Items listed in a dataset
· · · · · · ·

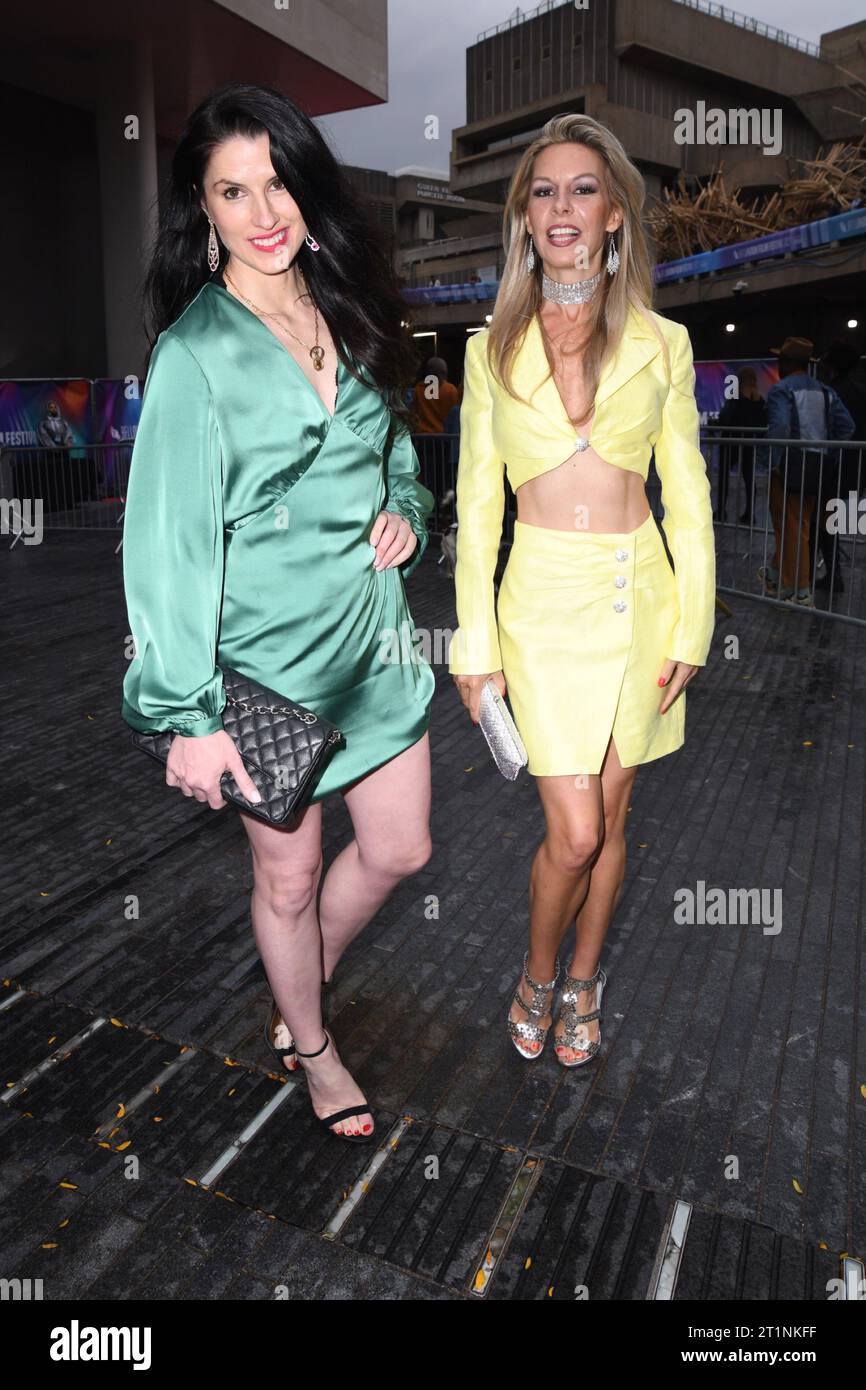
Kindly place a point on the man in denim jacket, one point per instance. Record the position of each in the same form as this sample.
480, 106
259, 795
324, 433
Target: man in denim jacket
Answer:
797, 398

· · · · · · ·

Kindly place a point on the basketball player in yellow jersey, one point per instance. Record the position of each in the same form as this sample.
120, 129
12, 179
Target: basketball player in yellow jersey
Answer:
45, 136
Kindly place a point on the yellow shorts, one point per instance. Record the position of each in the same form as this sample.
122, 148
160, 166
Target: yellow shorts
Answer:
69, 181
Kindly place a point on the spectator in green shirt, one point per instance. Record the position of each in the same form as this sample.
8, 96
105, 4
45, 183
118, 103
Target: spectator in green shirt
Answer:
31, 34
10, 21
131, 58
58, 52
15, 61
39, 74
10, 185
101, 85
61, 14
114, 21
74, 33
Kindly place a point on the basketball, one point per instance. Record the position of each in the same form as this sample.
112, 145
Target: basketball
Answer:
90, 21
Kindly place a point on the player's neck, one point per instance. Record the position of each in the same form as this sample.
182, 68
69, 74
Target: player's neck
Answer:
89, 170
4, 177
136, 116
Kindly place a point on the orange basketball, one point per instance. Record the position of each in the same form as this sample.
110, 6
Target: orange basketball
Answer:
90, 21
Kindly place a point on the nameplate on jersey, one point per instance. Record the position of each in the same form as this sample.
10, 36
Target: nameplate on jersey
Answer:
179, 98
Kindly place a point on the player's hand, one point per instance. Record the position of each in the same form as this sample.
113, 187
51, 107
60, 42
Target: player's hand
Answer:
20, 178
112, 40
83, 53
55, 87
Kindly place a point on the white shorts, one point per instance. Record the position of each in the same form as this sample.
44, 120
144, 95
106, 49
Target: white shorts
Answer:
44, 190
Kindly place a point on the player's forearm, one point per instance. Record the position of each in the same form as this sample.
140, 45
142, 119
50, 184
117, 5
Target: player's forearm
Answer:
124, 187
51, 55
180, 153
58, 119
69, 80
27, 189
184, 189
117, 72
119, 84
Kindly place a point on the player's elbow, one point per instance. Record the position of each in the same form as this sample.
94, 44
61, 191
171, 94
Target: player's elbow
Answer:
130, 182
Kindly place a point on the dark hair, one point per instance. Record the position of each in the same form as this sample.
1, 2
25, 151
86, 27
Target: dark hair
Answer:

· · · · · · ·

What needs to be done: The answer should be one number, the count of lines above that contain "white".

Response to the exercise: 2